**Exercise instructions**
1. Answer these questions from the de-identification excerpt, one answer per line, marked (a), (b), (c):
(a) Which privacy law became effective this year?
(b) What kind of approach does the FPF Guide represent?
(c) What is the model called where data are published without any strings attached?
2. Give again everything in the de-identification excerpt from "As I mentioned" down to "of the information.".
3. The de-identification excerpt gives examples, in parentheses, of the safeguards and controls the FPF considers. List all of these examples.

While conceding that “it may be impossible to predict which items of data will in the future become linkable indirect identifiers,” these same privacy scholars also astutely observe, however, that “[a]t the same time, data points that can be used to pierce through de-identification often carry important social benefits in areas like healthcare, education and science, rendering their suppression undesirable.”  They argue in favor of taking a practical, risk-based approach to de-identification.

As it happens, virtually all privacy regulatory regimes in the U.S., including the California Consumer Privacy Act (CCPA), which became effective this year and is widely viewed as one of the most privacy protective consumer laws in the nation, essentially take a risk-based approach to de-identification.  The CCPA, for example, defines “personal information” as “information that identifies, relates to, describes, is capable of being associated with, or could reasonably be linked, directly or indirectly, with a particular consumer or household.”

The FPF Guide represents a risk-based approach to de-identification.  In addition to factoring into the risk calculus the existence of direct and indirect identifiers, the FPF classifies data based on consideration of the safeguards and controls that an organization places on the way data are obtained, used or disseminated.  The latter safeguards include internal administrative controls (e.g., security controls, access limits, and data deletion practices) as well as external contractual controls (e.g., contractual controls that restrict use and disclosure, remedies, and audit rights to ensure compliance).

As I mentioned in my previous post, releasing de-identified data under the data use agreements model is a common safeguard used by many organizations (including the courts) to reduce the risk of re-identification.  Putting aside the issues of feasibility and enforcement, the SJC might consider making public access to court records conditional on the recipient’s agreement to abide by certain use and disclosure restrictions.  It would be an alternative to the “release and forget model” where data are published publicly or made available on the internet without any strings attached, granting complete impunity to users of the information.

**Stored data**
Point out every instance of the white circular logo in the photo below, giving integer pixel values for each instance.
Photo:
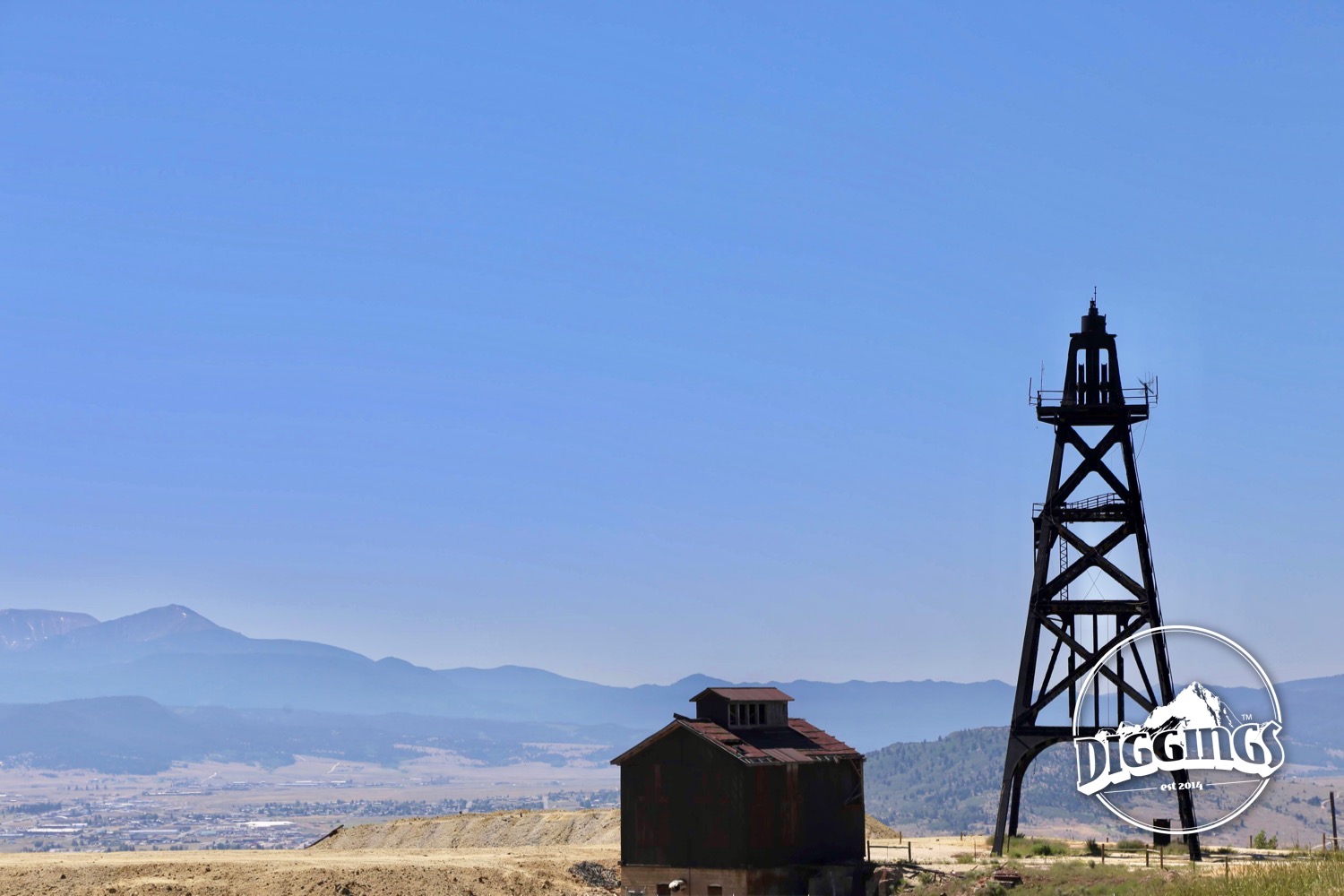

**Solutions to the tasks**
1.
(a) The California Consumer Privacy Act (CCPA)
(b) A risk-based approach to de-identification
(c) The "release and forget model"

2.
As I mentioned in my previous post, releasing de-identified data under the data use agreements model is a common safeguard used by many organizations (including the courts) to reduce the risk of re-identification.  Putting aside the issues of feasibility and enforcement, the SJC might consider making public access to court records conditional on the recipient’s agreement to abide by certain use and disclosure restrictions.  It would be an alternative to the “release and forget model” where data are published publicly or made available on the internet without any strings attached, granting complete impunity to users of the information.

3.
- Security controls
- Access limits
- Data deletion practices
- Contractual controls that restrict use and disclosure
- Remedies
- Audit rights to ensure compliance